▶ _What is being asked_: Rewrite the stretch of the airway resistance quiz from "Question 3 True" through "a healthy lung.", changing "healthy lung" to "resting lung".

▶ _Document extract_:
<<<<

Questions: Airway Resistance and Breathing Mechanics
5 questions to test your understanding
Score: 0 / 5
Question 1 Multiple Choice
During an asthma attack, smooth muscle contraction halves the radius of the conducting airways. According to Poiseuille's law, airway resistance:
ADoubles, since resistance is inversely proportional to radius
BQuadruples, since resistance is inversely proportional to radius squared
CIncreases 8-fold, since resistance is inversely proportional to radius cubed
DIncreases 16-fold, since resistance is inversely proportional to the fourth power of radius
Poiseuille's law: R ∝ 1/r⁴. If r is halved, resistance changes by 1/(r/2)⁴ = 16/r⁴ — a 16-fold increase. This fourth-power dependence is why asthma can rapidly become life-threatening: what appears to be modest bronchospasm produces catastrophic increases in resistance, and the work of breathing (proportional to resistance × flow) quickly exhausts respiratory muscles. Options A, B, and C reflect the common misconceptions that resistance scales as 1/r, 1/r², or 1/r³.
Question 2 Multiple Choice
In a healthy adult lung at rest, where does the majority of airway resistance reside?
AThe trachea and mainstem bronchi, since they carry the entire airflow through a single tube
BThe smallest bronchioles (< 2 mm), since they have the narrowest individual lumens
CThe medium-sized bronchi (generations 3–7), where tube number and individual resistance balance to produce the highest total resistance
DThe alveolar ducts, since precise laminar flow is required for gas exchange
Despite being narrowest individually, the smallest bronchioles contribute little to total resistance under normal conditions because there are thousands of them arranged in parallel — parallel resistances add reciprocally, so thousands of tiny tubes present far less combined resistance than fewer larger ones. Most resistance resides in the medium-sized bronchi, where the number of airways is still relatively small but caliber is already substantially reduced. This is the 'quiet zone': small-airway disease can progress silently before measurable increases in total airway resistance appear.
Question 3 True / False
Because the smallest bronchioles have the narrowest individual lumens, they contribute more total airway resistance than medium-sized bronchi in a healthy lung.

>>>>

Natural-language object grounding data
<<<<

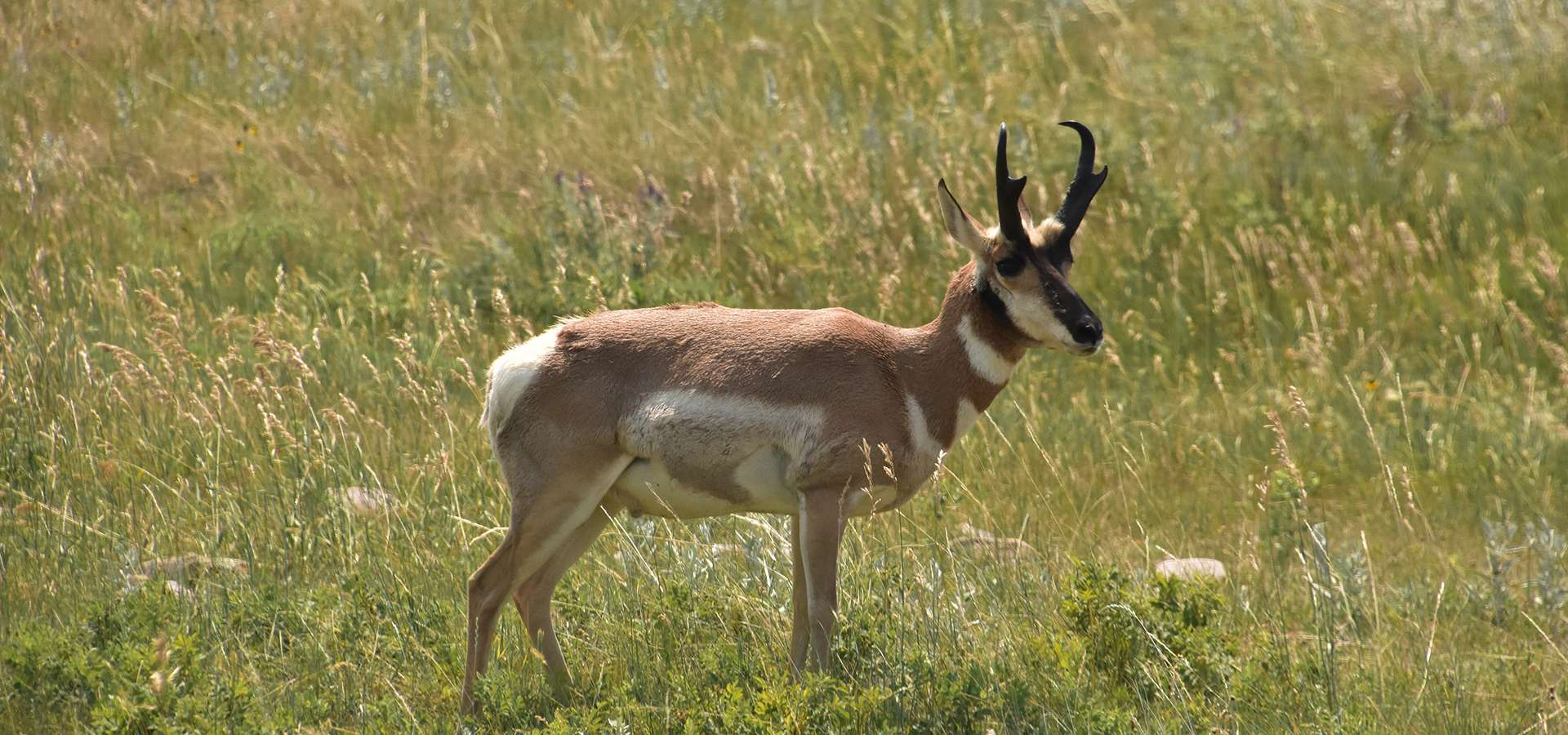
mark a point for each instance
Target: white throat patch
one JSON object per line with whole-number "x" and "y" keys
{"x": 1036, "y": 320}
{"x": 982, "y": 356}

>>>>

▶ _Task output_:
Question 3 True / False
Because the smallest bronchioles have the narrowest individual lumens, they contribute more total airway resistance than medium-sized bronchi in a resting lung.